== Extracted text

When I started writing as Armed Liberal – in my very first post – I wrote that

I’m choosing not to identify myself … right now … for a variety of reasons. I’ll start by standing on the time-honored tradition of anonymous pamphleteering, which I believe blogging fits neatly into. My significant other has a fairly political job (although she doesn’t believe so). And finally, I’m trying to disassociate the value of what is set out here from any judgment you might make about me.

[emphasis added]

I didn’t believe it was as important to shield myself (and mine) from what I wrote as it was to have what I wrote stand on its own. I’m not insensitive – and I wasn’t in 2002 – to the concern that what I wrote might have an impact on my living or on my life.

But first and foremost for me it was a vehicle to put ideas forth deprived of any claim to authority (I was a student of Sheldon Wolin and John Schaar! I’m someone who works inside the process and can explain it!).

And when my real life and my blogging life intersected in a meaningful way, I dropped the pseud and stepped out.

So it bothers me more than a little that the primary defense that Publius wants to mount is that it might impact his work or hurt his family’s feelings.

It especially bothers me when he says that

And yes – I criticized Whelan rather harshly. But that’s what the blogosphere is about. Blogging is not for the thin-skinned. And you would think that someone who spends their days trying to destroy other people’s reputations in dishonest and inflammatory ways wouldn’t be so childish and thin-skinned.

I’m sorry, but pitchers who throw at the head shouldn’t be shocked when an occasional bat comes loose and soars out toward the mound. People who see the root of blogging as critcising people harshly and offending where they can do forfeit some of the claim to courtesy which is really what weak pseudonymity (it wouldn’t be too hard to track down any of the pseudonymous political bloggers, really) is really all about.

So on both of those counts – because I think he was making the claim to pseudonymity for the wrong reasons, and because I think that what he really regrets losing is the freedom to throw elbows and then go sit innocently at his family table, I – a formerly pseudonymous blogger – think that Whelan committed a minor infraction of manners at worst.

8 thoughts on “Whelan Was Wrong To Apologize For Outing Publius”

  1. I think Ed Whelan was wrong to out publius and right to apologize. Breaking a pseudonym is a violation of widely though not universally recognized blogging etiquette. I think that bit if etiquette is well-founded too.

    Though Ed Whelan was wrong to violate etiquette, somebody else should have called him on it. Publius had no good basis for doing so.

    publius:

    “And yes – I criticized Whelan rather harshly. But that’s what the blogosphere is about.”

    No it isn’t. It’s about facilitating valuable conversations that often otherwise wouldn’t have happened, particularly among people of minority interests (e.g. neo-pagans) who otherwise would likely have never found each other, and it’s about a level playing field, where anyone whose logic is sound and whose facts and links hold up can gain a hearing for ideas that may be correct and / or valuable but normally would be denied a hearing.

    Elbow-in-the-face blogging isn’t valuable or even really neutral from the point of view of providing a good format for valuable and often otherwise unavailable discussions to bear fruit. Courtesy is valuable in elevating discussions and connecting people who should talk, but otherwise would not have.

====

▶ _What this exercise asks_
1. Sum up the post about pseudonymous blogging in three sentences.
2. Repeat everything in the post about pseudonymous blogging from "[emphasis added]" down to "and stepped out.".
3. In the post about pseudonymous blogging, whose student does the writer say they were?
The lines play no part in this work.

== Dataset records

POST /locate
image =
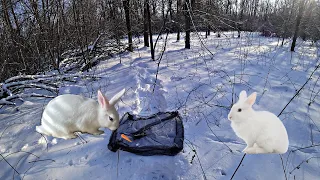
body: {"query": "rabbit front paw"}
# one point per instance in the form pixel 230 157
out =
pixel 250 150
pixel 98 132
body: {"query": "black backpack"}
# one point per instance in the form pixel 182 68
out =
pixel 158 134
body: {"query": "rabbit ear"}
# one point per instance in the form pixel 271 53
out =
pixel 103 101
pixel 243 95
pixel 251 99
pixel 117 97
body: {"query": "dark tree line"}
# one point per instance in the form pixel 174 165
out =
pixel 34 35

====

▶ _Answers to the exercises_
1. The writer, who first blogged anonymously as Armed Liberal so that the writing would stand on its own, is bothered that Publius defends his pseudonymity mainly on the grounds that exposure might affect his work or hurt his family's feelings. Because Publius claimed pseudonymity for the wrong reasons and sees harsh criticism as what blogging is about, the writer judges that Whelan committed at worst a minor infraction of manners. A commenter holds that Whelan was wrong to out Publius and right to apologize, but that Publius had no good basis to object, since blogging is about valuable conversations rather than harsh attacks.

2.
[emphasis added]

I didn’t believe it was as important to shield myself (and mine) from what I wrote as it was to have what I wrote stand on its own. I’m not insensitive – and I wasn’t in 2002 – to the concern that what I wrote might have an impact on my living or on my life.

But first and foremost for me it was a vehicle to put ideas forth deprived of any claim to authority (I was a student of Sheldon Wolin and John Schaar! I’m someone who works inside the process and can explain it!).

And when my real life and my blogging life intersected in a meaningful way, I dropped the pseud and stepped out.

3. Sheldon Wolin and John Schaar.